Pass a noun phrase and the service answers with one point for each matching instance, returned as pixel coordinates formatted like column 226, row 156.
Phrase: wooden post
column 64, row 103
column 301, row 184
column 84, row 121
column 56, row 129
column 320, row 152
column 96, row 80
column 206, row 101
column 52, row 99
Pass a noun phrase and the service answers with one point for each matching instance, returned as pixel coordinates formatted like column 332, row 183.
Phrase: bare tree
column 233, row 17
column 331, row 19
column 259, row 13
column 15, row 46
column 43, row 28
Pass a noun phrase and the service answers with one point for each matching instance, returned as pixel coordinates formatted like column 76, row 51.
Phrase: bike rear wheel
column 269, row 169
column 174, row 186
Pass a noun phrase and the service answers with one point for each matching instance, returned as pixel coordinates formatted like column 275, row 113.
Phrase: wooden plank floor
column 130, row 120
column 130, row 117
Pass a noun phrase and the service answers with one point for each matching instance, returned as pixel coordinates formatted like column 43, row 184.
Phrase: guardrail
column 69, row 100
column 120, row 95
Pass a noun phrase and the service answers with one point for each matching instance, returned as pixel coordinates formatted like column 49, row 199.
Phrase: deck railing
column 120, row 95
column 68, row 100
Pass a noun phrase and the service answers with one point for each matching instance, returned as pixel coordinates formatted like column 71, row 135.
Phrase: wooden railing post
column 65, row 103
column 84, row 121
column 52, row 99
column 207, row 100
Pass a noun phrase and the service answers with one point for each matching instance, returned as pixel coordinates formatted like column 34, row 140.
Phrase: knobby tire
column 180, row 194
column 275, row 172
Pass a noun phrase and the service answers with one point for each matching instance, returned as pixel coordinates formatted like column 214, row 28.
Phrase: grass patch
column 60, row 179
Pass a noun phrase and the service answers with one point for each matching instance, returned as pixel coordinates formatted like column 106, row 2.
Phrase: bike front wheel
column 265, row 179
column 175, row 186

- _ACTIVITY_:
The answer must be an exact copy of every record above.

- _EXERCISE OUTPUT_:
Pass a noun phrase and the service answers with one point for each matching instance, returned as pixel coordinates formatted like column 226, row 156.
Phrase: wooden post
column 64, row 103
column 301, row 184
column 84, row 121
column 56, row 129
column 320, row 152
column 96, row 80
column 206, row 101
column 52, row 99
Pass a noun phrase and the service answers with one point for each matching instance, returned as pixel coordinates formatted like column 332, row 183.
Phrase: bare tree
column 233, row 17
column 331, row 19
column 259, row 13
column 15, row 46
column 43, row 28
Pass a noun phrase and the service answers with one point for each matching instance, returned as pixel coordinates formatted like column 76, row 51.
Phrase: bike rear wheel
column 269, row 169
column 174, row 186
Pass a noun phrase and the service answers with one point for each matching instance, returned as pixel coordinates formatted like column 275, row 113.
Phrase: wooden plank floor
column 130, row 120
column 130, row 117
Pass a noun phrase and the service answers with one point for each matching instance, returned as pixel coordinates formatted like column 43, row 184.
Phrase: guardrail
column 69, row 100
column 120, row 95
Pass a noun phrase and the service answers with one point for each matching instance, returned as pixel coordinates formatted like column 49, row 199.
Phrase: deck railing
column 120, row 95
column 68, row 100
Pass a noun phrase and the service answers with one point for each matching instance, returned as pixel coordinates formatted like column 71, row 135.
Phrase: wooden railing post
column 65, row 103
column 84, row 121
column 52, row 99
column 207, row 100
Pass a noun phrase and the service answers with one point for each matching instance, returned as pixel coordinates formatted like column 34, row 140.
Phrase: knobby tire
column 180, row 194
column 275, row 172
Pass a noun phrase and the service answers with one point for each matching instance, returned as pixel coordinates formatted like column 214, row 28.
Phrase: grass patch
column 60, row 179
Pass a noun phrase and the service answers with one point for each matching instance, returned as pixel coordinates formatted like column 106, row 2.
Phrase: bike front wheel
column 265, row 179
column 175, row 186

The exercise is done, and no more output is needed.